> [Passage to read]
☆ ☆ ☆ ☆ ☆ ☆ ☆

From bb24e260fa4fa116113e38de78f2a5c825d800d2 Mon Sep 17 00:00:00 2001
From: Shinjanee Gupta <shinjaneegupta@gmail.com>
Date: Thu, 12 Mar 2026 11:27:20 -0700
Subject: [PATCH] backtracking-3

---
 NQueens.py    | 61 +++++++++++++++++++++++++++++++++++++++++++++++++++
 WordSearch.py | 44 +++++++++++++++++++++++++++++++++++++
 2 files changed, 105 insertions(+)
 create mode 100644 NQueens.py
 create mode 100644 WordSearch.py

diff --git a/NQueens.py b/NQueens.py
new file mode 100644
index 00000000..b0c7512a
--- /dev/null
+++ b/NQueens.py
@@ -0,0 +1,61 @@
+# Time Complexity : O(n * n!)
+# Space Complexity : O( n^2 ) for the board + O( n ) recursive stack space
+# Did this code successfully run on Leetcode : Yes
+# Any problem you faced while coding this : No
+# Approach : We’re placing queens row by row and checking if each placement is safe.
+# If it's valid, we place it and move to the next row recursively.
+# When all rows are filled, we convert the board to a list and store it in the result.
+
+class Solution:
+    def solveNQueens(self, n: int) -> List[List[str]]:
+        self.res = []
+        board = [[False]*n for _ in range(n)]
+        self.helper(board, 0, n)
+        return self.res
+
+    def helper(self, board, row, n):
+        if row == n:
+            temp = []
+            for i in range(n):
+                sb = []
+                for j in range(n):
+                    if board[i][j]:
+                        sb.append("Q")
+                    else:
+                        sb.append(".")
+                temp.append("".join(sb))
+            self.res.append(temp)
+            return
+
+        for j in range(n):
+            if self.isValid(board, row, j, n):
+                board[row][j] = True
+                self.helper(board, row+1, n)
+                board[row][j] = False
+
+    def isValid(self, board, i, j, n):
+        r,c = i, j
+        while r >= 0:
+            if board[r][c]:
+                return False
+            r -= 1
+
+        r,c = i, j
+        while r >= 0 and c >= 0:
+            if board[r][c]:
+                return False
+            r -= 1
+            c -= 1
+
+        r,c = i, j
+        while r >= 0 and c < n:
+            if board[r][c]:
+                return False
+            r -= 1
+            c += 1
+
+        return True
+
+
+        
+        
\ No newline at end of file
diff --git a/WordSearch.py b/WordSearch.py
new file mode 100644
index 00000000..6c2999c0
--- /dev/null
+++ b/WordSearch.py
@@ -0,0 +1,44 @@
+# Time Complexity : O(m * n * 4^L) where L = word.length()
+# Space Complexity : O(L) recursion stack in the worst case.
+# Did this code successfully run on Leetcode : Yes
+# Any problem you faced while coding this : No
+# Approach : We go cell by cell and start DFS if the first character matches.
+# We mark visited cells as # to avoid reuse during the same path.

☆ ☆ ☆ ☆ ☆ ☆ ☆

> [Data items]
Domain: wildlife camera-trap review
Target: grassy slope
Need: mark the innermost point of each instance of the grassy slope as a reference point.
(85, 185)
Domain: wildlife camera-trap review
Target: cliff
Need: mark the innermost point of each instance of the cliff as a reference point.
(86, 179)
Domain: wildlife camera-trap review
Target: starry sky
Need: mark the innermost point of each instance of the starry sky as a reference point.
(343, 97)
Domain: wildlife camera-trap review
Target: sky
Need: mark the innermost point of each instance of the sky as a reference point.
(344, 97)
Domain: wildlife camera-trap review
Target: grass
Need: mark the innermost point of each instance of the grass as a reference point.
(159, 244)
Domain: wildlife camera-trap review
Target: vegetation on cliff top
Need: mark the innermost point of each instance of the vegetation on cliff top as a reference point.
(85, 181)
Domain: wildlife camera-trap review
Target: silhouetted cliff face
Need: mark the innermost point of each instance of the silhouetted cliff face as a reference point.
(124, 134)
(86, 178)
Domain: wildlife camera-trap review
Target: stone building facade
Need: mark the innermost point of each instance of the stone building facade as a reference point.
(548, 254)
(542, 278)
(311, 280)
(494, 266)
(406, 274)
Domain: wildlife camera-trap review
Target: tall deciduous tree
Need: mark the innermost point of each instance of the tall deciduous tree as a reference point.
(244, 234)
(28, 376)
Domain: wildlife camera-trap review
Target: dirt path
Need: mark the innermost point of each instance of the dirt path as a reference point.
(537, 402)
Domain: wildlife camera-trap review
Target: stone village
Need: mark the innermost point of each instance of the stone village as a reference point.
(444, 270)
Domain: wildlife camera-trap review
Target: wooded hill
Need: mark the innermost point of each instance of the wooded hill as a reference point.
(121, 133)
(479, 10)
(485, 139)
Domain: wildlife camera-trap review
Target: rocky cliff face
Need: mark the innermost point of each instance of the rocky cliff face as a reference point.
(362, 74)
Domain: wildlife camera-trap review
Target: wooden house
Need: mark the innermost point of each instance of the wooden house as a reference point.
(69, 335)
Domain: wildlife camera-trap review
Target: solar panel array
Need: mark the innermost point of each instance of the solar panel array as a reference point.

☆ ☆ ☆ ☆ ☆ ☆ ☆

> [Prompt A]
In the patch above, copy the text word for word. Begin at the words "diff --git a/NQueens.py" and stop after "Complexity : O(n * n!)".
> [Prompt B]
Decide whether each statement agrees with the patch above. Answer yes or no, and quote the words of the patch that decide it.
(i) The N-Queens code was reported to run successfully on Leetcode.
(ii) The patch adds three files.
(iii) In the word search approach, visited cells are marked with an asterisk.
> [Prompt C]
According to the patch, why does the word search approach mark visited cells as #? Answer in one to three sentences.

> [Exercise result A]
diff --git a/NQueens.py b/NQueens.py
new file mode 100644
index 00000000..b0c7512a
--- /dev/null
+++ b/NQueens.py
@@ -0,0 +1,61 @@
+# Time Complexity : O(n * n!)

> [Exercise result B]
(i) Yes: "Did this code successfully run on Leetcode : Yes"
(ii) No: "2 files changed, 105 insertions(+)"
(iii) No: "We mark visited cells as # to avoid reuse during the same path."

> [Exercise result C]
The word search approach marks visited cells as # so that they are not reused during the same path.